=== Begin Enclosure ===

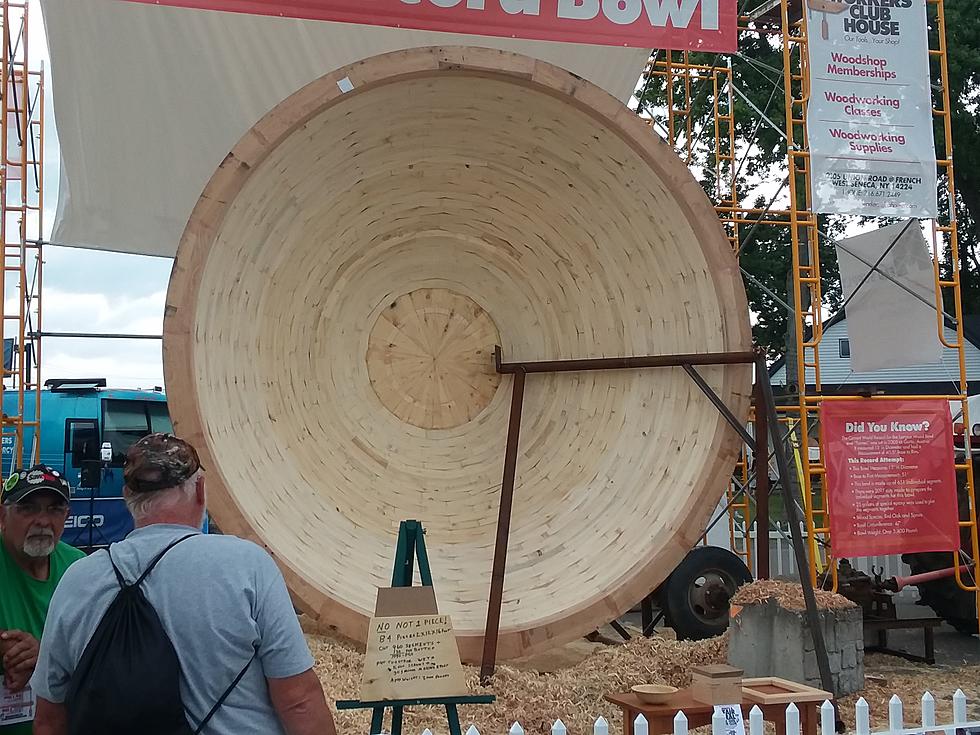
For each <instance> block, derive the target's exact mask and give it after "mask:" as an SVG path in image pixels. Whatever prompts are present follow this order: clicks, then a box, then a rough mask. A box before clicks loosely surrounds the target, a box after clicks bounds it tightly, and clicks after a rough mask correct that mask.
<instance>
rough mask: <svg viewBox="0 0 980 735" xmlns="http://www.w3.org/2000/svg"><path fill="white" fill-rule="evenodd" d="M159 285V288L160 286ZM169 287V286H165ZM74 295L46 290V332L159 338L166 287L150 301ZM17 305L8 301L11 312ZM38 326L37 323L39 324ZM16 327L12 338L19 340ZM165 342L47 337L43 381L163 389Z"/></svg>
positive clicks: (12, 330)
mask: <svg viewBox="0 0 980 735" xmlns="http://www.w3.org/2000/svg"><path fill="white" fill-rule="evenodd" d="M121 257H125V256H121ZM157 285H159V284H157ZM164 285H165V284H164ZM89 287H90V288H92V290H88V291H71V290H66V289H64V288H61V287H57V286H47V287H45V289H44V299H43V314H42V316H43V320H44V321H43V325H42V326H43V329H44V331H45V332H86V333H92V332H95V333H107V334H160V333H161V332H162V330H163V309H164V303H165V299H166V290H165V288H157V289H155V290H153V291H152V292H150V293H148V294H146V295H145V296H126V295H121V294H115V293H113V291H114V288H113V286H112V285H111V284H110V283H108V282H107V283H106V284H105V287H104V289H99V290H96V289H95V288H93V287H92V285H91V284H90V286H89ZM15 307H16V304H15V303H14V302H13V301H11V300H8V302H7V310H8V311H7V313H12V312H11V311H10V310H11V309H12V308H15ZM35 324H36V322H35ZM15 331H16V330H15V326H14V324H9V325H8V326H7V330H6V333H7V336H8V337H10V336H14V333H15ZM161 347H162V343H161V342H160V341H159V340H118V339H90V338H62V337H45V338H44V339H43V340H42V343H41V369H42V374H41V379H42V380H48V379H50V378H106V380H107V382H108V384H109V386H110V387H116V388H152V387H154V386H162V385H163V359H162V353H161Z"/></svg>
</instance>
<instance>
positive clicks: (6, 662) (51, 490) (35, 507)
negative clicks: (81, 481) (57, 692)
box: [0, 465, 85, 735]
mask: <svg viewBox="0 0 980 735" xmlns="http://www.w3.org/2000/svg"><path fill="white" fill-rule="evenodd" d="M70 498H71V488H70V486H69V485H68V482H67V481H66V480H65V478H64V477H62V476H61V474H60V473H59V472H57V471H56V470H53V469H51V468H50V467H47V466H45V465H35V466H34V467H31V468H30V469H26V470H20V471H17V472H14V473H13V474H12V475H11V476H10V477H9V478H7V481H6V482H5V483H4V485H3V491H2V493H0V664H2V666H0V735H31V732H32V730H33V726H32V723H31V719H32V718H33V709H32V704H33V701H34V698H33V694H32V692H31V690H30V686H29V682H30V680H31V675H32V674H33V673H34V666H35V664H36V663H37V654H38V646H39V643H38V642H39V641H40V640H41V632H42V631H43V629H44V621H45V618H46V617H47V614H48V604H49V603H50V602H51V595H53V594H54V590H55V587H57V586H58V582H59V581H60V580H61V577H62V576H63V575H64V573H65V570H66V569H68V567H69V566H70V565H71V564H72V563H74V562H76V561H78V560H79V559H81V558H82V557H84V556H85V555H84V554H83V553H82V552H81V551H79V550H78V549H75V548H73V547H71V546H69V545H67V544H65V543H63V542H62V541H61V534H62V533H63V532H64V530H65V521H66V520H67V519H68V503H69V499H70Z"/></svg>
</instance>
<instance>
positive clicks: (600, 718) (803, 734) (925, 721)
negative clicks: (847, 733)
mask: <svg viewBox="0 0 980 735" xmlns="http://www.w3.org/2000/svg"><path fill="white" fill-rule="evenodd" d="M743 716H744V713H743ZM852 723H853V725H852V726H851V727H850V728H849V729H848V730H847V733H849V734H850V735H925V733H933V732H935V733H939V732H942V733H945V735H971V734H972V733H976V732H978V731H980V720H972V721H971V720H968V719H967V700H966V695H965V694H964V693H963V691H962V690H961V689H957V690H956V693H955V694H954V695H953V721H952V722H951V723H947V724H939V723H937V722H936V700H935V698H934V697H933V696H932V694H930V693H929V692H926V693H925V694H923V695H922V702H921V709H920V717H919V723H918V724H914V725H913V724H906V722H905V712H904V705H903V704H902V700H901V699H899V698H898V696H897V695H896V696H893V697H892V698H891V701H890V702H889V704H888V728H887V729H886V730H877V731H872V730H871V708H870V707H869V706H868V703H867V702H866V701H865V700H864V697H862V698H861V699H859V700H858V701H857V704H855V706H854V718H853V720H852ZM849 724H850V723H849ZM836 725H837V716H836V712H835V711H834V706H833V705H832V704H831V703H830V702H824V703H823V704H822V705H821V707H820V735H835V733H836V732H837V730H836ZM743 726H744V729H745V735H763V733H764V730H763V713H762V710H761V709H760V708H759V706H758V705H755V706H753V707H752V709H751V710H749V716H748V721H747V722H746V723H744V724H743ZM736 731H737V730H736V728H735V727H733V726H732V724H731V723H730V722H729V721H728V720H727V718H726V717H725V715H724V713H722V712H721V711H720V708H716V709H715V713H714V715H713V717H712V721H711V733H712V735H733V734H734V733H735V732H736ZM633 733H634V735H650V727H649V723H648V722H647V719H646V718H645V717H644V716H643V715H639V716H638V717H637V718H636V720H635V721H634V723H633ZM422 735H433V732H432V731H431V730H428V729H427V730H423V732H422ZM466 735H480V730H478V729H477V728H476V726H474V725H471V726H470V727H469V729H468V730H467V731H466ZM509 735H525V734H524V728H523V727H522V726H521V724H520V723H519V722H515V723H514V724H513V725H512V726H511V728H510V733H509ZM551 735H568V728H567V727H566V726H565V723H563V722H562V721H561V720H560V719H559V720H556V721H555V723H554V725H552V726H551ZM592 735H609V722H608V721H607V720H606V719H605V718H604V717H599V718H598V719H597V720H596V721H595V724H594V725H593V728H592ZM673 735H688V720H687V716H686V715H685V714H684V712H683V711H679V712H678V713H677V715H676V716H675V717H674V732H673ZM776 735H783V733H778V732H777V733H776ZM785 735H814V734H813V733H802V734H801V732H800V711H799V709H798V708H797V706H796V705H795V704H790V705H788V706H787V707H786V731H785Z"/></svg>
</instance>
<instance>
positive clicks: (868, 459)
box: [821, 399, 960, 559]
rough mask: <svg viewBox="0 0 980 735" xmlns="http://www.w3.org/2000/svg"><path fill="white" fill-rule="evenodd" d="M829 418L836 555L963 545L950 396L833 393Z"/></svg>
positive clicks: (824, 452)
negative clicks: (959, 508)
mask: <svg viewBox="0 0 980 735" xmlns="http://www.w3.org/2000/svg"><path fill="white" fill-rule="evenodd" d="M821 425H822V433H823V459H824V466H825V467H826V475H825V481H826V483H827V497H828V502H829V505H830V544H831V549H832V550H833V554H834V557H835V558H838V559H840V558H846V557H857V556H885V555H888V554H904V553H920V552H926V551H954V550H956V549H958V548H959V546H960V541H959V538H960V533H959V517H958V513H957V502H956V471H955V468H954V466H953V462H954V460H953V427H952V417H951V415H950V411H949V404H948V403H947V402H946V401H943V400H935V401H933V400H913V401H902V400H882V401H877V400H867V399H855V400H845V401H826V402H824V404H823V407H822V408H821Z"/></svg>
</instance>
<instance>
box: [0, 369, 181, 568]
mask: <svg viewBox="0 0 980 735" xmlns="http://www.w3.org/2000/svg"><path fill="white" fill-rule="evenodd" d="M40 395H41V432H40V450H41V451H40V461H41V462H43V463H45V464H47V465H50V466H51V467H54V468H55V469H56V470H58V471H60V472H62V473H64V475H65V477H66V478H67V479H68V482H69V483H70V484H71V488H72V500H71V513H70V514H69V517H68V521H67V522H66V523H65V533H64V536H63V537H62V539H63V540H64V541H65V543H68V544H71V545H72V546H76V547H78V548H81V549H83V550H85V551H88V552H91V551H93V550H95V549H99V548H103V547H105V546H107V545H109V544H110V543H112V542H114V541H118V540H120V539H121V538H123V537H124V536H125V535H126V534H127V533H129V532H130V531H131V530H132V528H133V520H132V518H131V517H130V515H129V512H128V511H127V510H126V505H125V503H124V501H123V498H122V486H123V480H122V466H123V459H124V458H125V456H126V450H127V449H129V447H130V446H131V445H132V444H133V443H134V442H135V441H137V440H139V439H140V438H142V437H144V436H146V435H147V434H149V433H152V432H157V431H172V430H173V425H172V424H171V422H170V415H169V414H168V412H167V399H166V396H165V395H164V392H163V389H162V388H154V389H152V390H127V389H112V388H107V387H106V381H105V380H104V379H102V378H98V379H90V380H89V379H76V378H73V379H64V380H60V379H59V380H49V381H47V382H46V383H45V384H44V389H43V390H42V391H41V394H40ZM35 401H36V394H35V393H34V392H28V393H25V395H24V407H23V411H22V412H19V411H18V407H17V394H16V393H14V392H11V391H4V396H3V411H4V413H5V414H7V415H23V416H24V417H25V419H27V420H30V419H32V418H33V417H34V416H35ZM33 440H34V429H33V427H25V429H24V445H23V447H22V448H21V452H19V454H20V455H21V461H20V463H18V466H23V465H24V464H28V463H29V462H30V448H31V446H32V442H33ZM14 443H15V441H14V435H13V434H7V433H5V434H4V435H3V441H2V463H0V466H2V470H3V476H4V477H6V476H7V475H8V474H9V473H10V471H11V460H12V458H13V452H14ZM103 444H107V445H108V446H109V447H111V458H110V459H108V460H107V461H106V460H104V459H103V456H102V447H103Z"/></svg>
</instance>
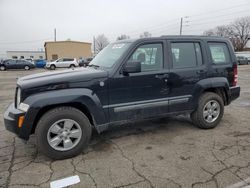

=== End Enclosure ===

Task details ::
The answer is the run of lines above from the line containing "positive clicks: (12, 330)" through the line containing "negative clicks: (81, 481) (57, 692)", copied exactly and alone.

Task result ::
positive clicks: (12, 330)
mask: <svg viewBox="0 0 980 735" xmlns="http://www.w3.org/2000/svg"><path fill="white" fill-rule="evenodd" d="M121 257H125V256H121ZM157 285H159V284H157ZM164 285H165V284H164ZM89 287H90V288H92V290H88V291H71V290H66V289H64V288H61V287H57V286H47V287H45V289H44V299H43V314H42V316H43V320H44V321H43V325H42V326H43V329H44V331H45V332H86V333H92V332H95V333H107V334H160V333H161V332H162V330H163V309H164V303H165V299H166V290H165V288H157V289H155V290H153V291H152V292H150V293H148V294H146V295H145V296H126V295H121V294H115V293H113V291H114V288H113V286H112V285H111V284H110V283H108V282H107V283H106V284H105V287H104V289H99V290H96V289H95V288H93V287H92V285H91V284H90V286H89ZM15 307H16V304H15V303H14V302H13V301H11V300H8V302H7V310H8V311H7V313H12V312H11V311H10V310H11V309H12V308H15ZM35 324H36V322H35ZM15 331H16V330H15V326H14V324H9V325H8V326H7V330H6V333H7V336H8V337H10V336H14V333H15ZM161 347H162V343H161V342H160V341H159V340H118V339H90V338H62V337H45V338H44V339H43V340H42V343H41V369H42V374H41V379H42V380H48V379H50V378H106V380H107V382H108V384H109V386H110V387H116V388H152V387H154V386H162V385H163V359H162V353H161Z"/></svg>
</instance>
<instance>
positive clicks: (6, 662) (51, 490) (35, 507)
negative clicks: (81, 481) (57, 692)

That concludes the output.